DOCUMENTO ▸
Volviendo a Leoncico, el can de Balboa, cabe destacar que en la mañana del 12 de enero de 1519, en la que su amo subió al cadalso con estoica dignidad, lo acompañó hasta último momento, y cuando la cabeza del conquistador rodó tronchada, Leoncico estremeció con su lúgubre aullido a los verdugos de Balboa.
La gran jauría de Gonzalo Pizarro
A fines de 1541, Gonzalo Pizarro, a la sazón gobernador del reino de Quito, emprendió la conquista del país llamado de la Canela y de Quijos, esas tierras misteriosas que algunos identificaban con el Dorado.
Partió Pizarro desde la ciudad de Quito al frente de 300 hombres, de los cuales llevaba un tercio a caballo. Iban además 4.000 indios auxiliares, 3.000 cabezas de ganado y nada menos que 900 perros de presa.
La marcha de la expedición resultó en extremo dura y fatigosa. Los perros fueron empleados esporádicamente y por puro entretenimiento para amedrentar a los indios de la provincia de Omagua. Don Gonzalo cometió actos de crueldad innecesarios “echando a los perros” contra los desprevenidos naturales.
La expedición resultó un fracaso y al emprender el regreso, los hambrientos soldados de Pizarro, que llegaron a comerse hasta sus correajes y adargas de cuero, encontraron en los famélicos perros un buen alimento, no desdeñando ni a los más sarnosos.

EJERCICIOS PROPUESTOS ▸
a - Resuma el documento en dos oraciones.
b - Reproduzca del documento, sin alteración alguna, el fragmento que comienza con las palabras "Volviendo a Leoncico, el" y termina con "con el Dorado.".

MATERIAL PROPORCIONADO ▸
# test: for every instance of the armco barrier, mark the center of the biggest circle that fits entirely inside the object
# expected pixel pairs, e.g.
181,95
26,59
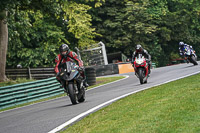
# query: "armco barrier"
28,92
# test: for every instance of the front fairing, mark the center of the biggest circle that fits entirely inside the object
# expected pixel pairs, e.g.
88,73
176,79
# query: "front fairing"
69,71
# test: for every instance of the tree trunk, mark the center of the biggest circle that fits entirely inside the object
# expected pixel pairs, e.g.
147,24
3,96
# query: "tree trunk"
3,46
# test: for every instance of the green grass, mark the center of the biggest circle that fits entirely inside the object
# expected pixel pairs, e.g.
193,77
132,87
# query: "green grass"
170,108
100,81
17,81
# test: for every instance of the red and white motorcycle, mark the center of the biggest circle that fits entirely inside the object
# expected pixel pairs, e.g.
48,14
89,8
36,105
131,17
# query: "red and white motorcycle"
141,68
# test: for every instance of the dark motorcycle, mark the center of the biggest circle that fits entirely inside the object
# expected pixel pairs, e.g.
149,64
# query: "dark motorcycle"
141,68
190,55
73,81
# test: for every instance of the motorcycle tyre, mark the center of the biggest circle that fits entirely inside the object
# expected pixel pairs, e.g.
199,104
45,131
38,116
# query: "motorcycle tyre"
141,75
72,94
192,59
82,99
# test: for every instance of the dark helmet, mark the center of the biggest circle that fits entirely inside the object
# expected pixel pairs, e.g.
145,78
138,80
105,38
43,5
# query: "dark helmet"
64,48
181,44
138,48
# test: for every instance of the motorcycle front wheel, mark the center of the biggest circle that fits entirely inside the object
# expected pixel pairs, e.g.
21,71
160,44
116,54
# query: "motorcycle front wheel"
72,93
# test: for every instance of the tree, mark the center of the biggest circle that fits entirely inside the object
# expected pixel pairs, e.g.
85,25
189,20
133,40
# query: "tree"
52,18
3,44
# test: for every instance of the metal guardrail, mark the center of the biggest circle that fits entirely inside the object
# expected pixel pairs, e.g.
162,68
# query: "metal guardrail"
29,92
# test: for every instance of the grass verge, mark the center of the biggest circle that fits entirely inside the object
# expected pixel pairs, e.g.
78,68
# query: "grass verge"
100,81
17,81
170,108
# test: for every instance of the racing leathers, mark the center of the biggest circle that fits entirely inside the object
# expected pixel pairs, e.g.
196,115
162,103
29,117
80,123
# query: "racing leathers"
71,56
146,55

---

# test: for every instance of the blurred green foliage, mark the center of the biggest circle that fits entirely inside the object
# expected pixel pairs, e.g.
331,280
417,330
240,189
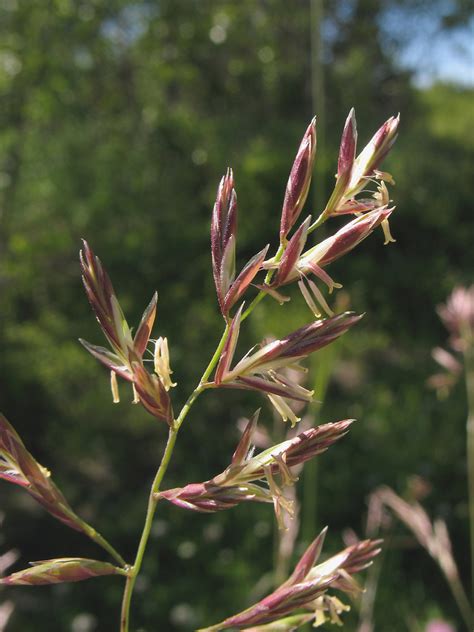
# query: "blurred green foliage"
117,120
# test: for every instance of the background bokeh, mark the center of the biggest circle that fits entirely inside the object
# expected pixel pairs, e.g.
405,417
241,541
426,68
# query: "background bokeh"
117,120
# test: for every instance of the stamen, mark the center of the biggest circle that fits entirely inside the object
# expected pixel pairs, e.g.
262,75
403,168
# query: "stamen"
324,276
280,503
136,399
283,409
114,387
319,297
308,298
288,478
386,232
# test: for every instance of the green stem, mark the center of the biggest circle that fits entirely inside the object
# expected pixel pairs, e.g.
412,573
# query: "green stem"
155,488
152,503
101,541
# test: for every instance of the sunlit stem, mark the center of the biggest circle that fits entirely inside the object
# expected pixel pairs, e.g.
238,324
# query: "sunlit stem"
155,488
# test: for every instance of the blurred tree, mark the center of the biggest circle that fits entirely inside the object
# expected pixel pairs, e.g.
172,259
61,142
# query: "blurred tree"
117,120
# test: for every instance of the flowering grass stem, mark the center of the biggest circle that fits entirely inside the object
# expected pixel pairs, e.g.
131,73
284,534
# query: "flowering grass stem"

---

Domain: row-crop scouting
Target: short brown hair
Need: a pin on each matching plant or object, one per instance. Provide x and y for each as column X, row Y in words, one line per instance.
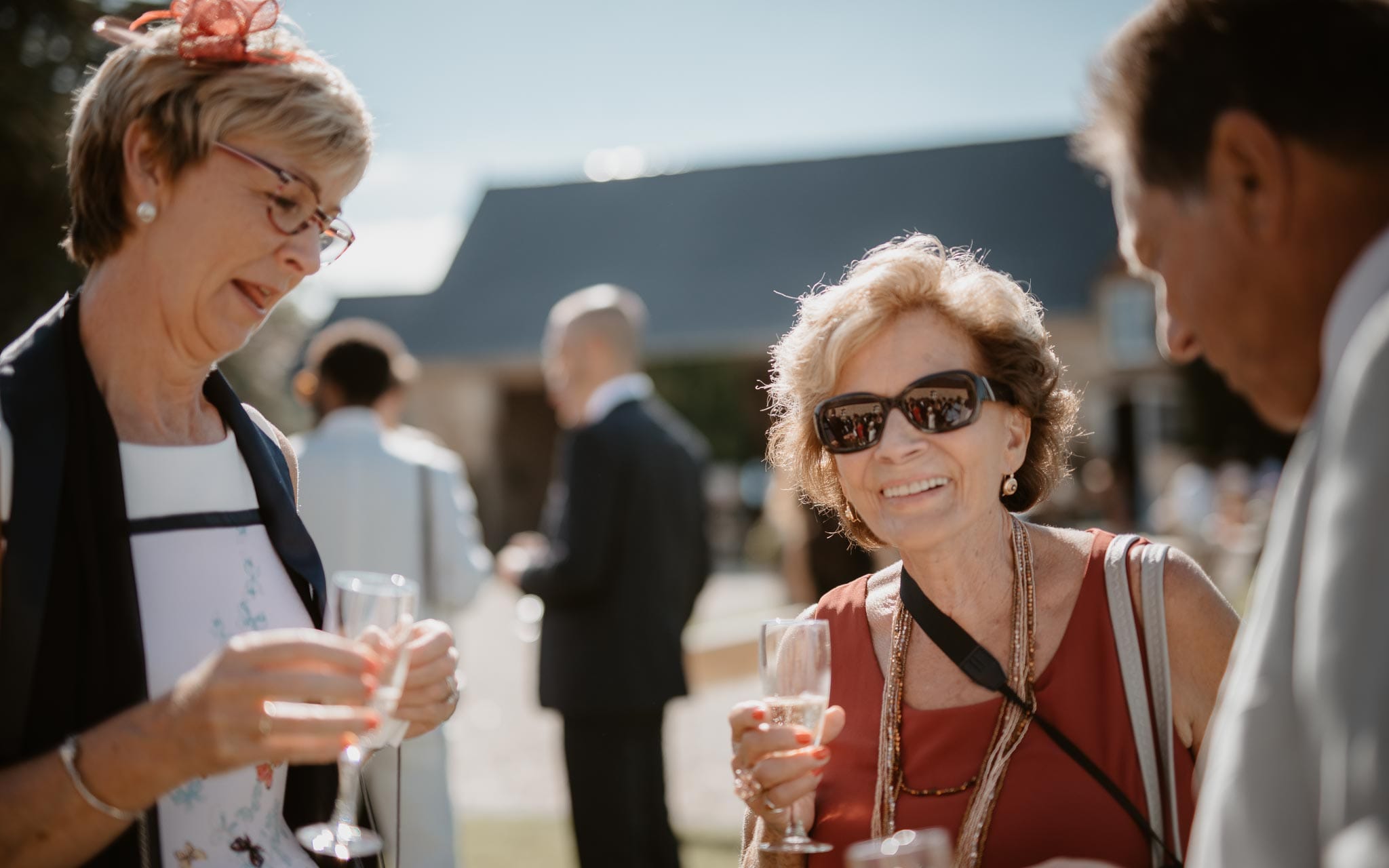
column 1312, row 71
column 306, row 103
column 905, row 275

RESPUESTAS EN ORDEN ▸
a - Leoncico, el perro de Balboa, acompañó a su amo hasta su ejecución el 12 de enero de 1519 y, cuando rodó la cabeza del conquistador, estremeció a los verdugos con su aullido. A fines de 1541, Gonzalo Pizarro partió de Quito hacia el país de la Canela con 300 hombres, 4.000 indios auxiliares, 3.000 cabezas de ganado y 900 perros de presa, pero la expedición fracasó y, al regresar, los soldados hambrientos se alimentaron de los perros.

b -
Volviendo a Leoncico, el can de Balboa, cabe destacar que en la mañana del 12 de enero de 1519, en la que su amo subió al cadalso con estoica dignidad, lo acompañó hasta último momento, y cuando la cabeza del conquistador rodó tronchada, Leoncico estremeció con su lúgubre aullido a los verdugos de Balboa.
La gran jauría de Gonzalo Pizarro
A fines de 1541, Gonzalo Pizarro, a la sazón gobernador del reino de Quito, emprendió la conquista del país llamado de la Canela y de Quijos, esas tierras misteriosas que algunos identificaban con el Dorado.